Data records:
□ □ □ □ □

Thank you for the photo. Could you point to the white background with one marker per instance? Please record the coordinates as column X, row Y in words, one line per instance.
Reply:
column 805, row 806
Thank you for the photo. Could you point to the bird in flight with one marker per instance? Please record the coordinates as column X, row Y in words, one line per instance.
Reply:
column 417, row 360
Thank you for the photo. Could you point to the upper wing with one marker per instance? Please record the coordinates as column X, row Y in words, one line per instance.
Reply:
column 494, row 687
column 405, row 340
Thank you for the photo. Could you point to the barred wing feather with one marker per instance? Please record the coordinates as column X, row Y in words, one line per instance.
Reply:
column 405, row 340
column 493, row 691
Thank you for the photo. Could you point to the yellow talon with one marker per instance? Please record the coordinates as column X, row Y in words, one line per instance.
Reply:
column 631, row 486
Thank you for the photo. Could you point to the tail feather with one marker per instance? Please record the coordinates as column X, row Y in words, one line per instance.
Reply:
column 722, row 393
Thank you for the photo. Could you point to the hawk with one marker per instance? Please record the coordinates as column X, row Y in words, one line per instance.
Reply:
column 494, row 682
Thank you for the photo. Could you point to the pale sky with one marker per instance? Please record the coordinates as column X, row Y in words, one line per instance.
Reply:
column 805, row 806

□ □ □ □ □

Copy exactly the lines above, from the one containing "Thank you for the photo. Could you point to the upper" through the very last line.

Thank you for the photo. Could you point to the upper wing with one marker per instance? Please record the coordinates as column X, row Y in words, one line per instance.
Reply:
column 494, row 687
column 405, row 340
Thank you for the photo. Could you point to the barred wing feather with one marker per instance? Please record the coordinates as column X, row Y in words, one line per instance.
Reply:
column 405, row 340
column 493, row 691
Thank you for the photo. Could you point to the yellow talon with one marker per instance? Please record the coordinates as column X, row Y in words, one line per instance.
Reply:
column 631, row 486
Thank you for the photo. Could you point to the tail feather with one marker per instance? Please record the coordinates as column X, row Y in words, one line per instance.
Reply:
column 722, row 393
Thank you for the photo. Could you point to the hawk with one marker per instance? Please record the coordinates as column X, row Y in words, one line per instance.
Reply:
column 494, row 682
Thank you for the photo. Could you point to the pale sky with one marker per instance? Please record the coordinates as column X, row Y in words, one line per instance.
Reply:
column 805, row 806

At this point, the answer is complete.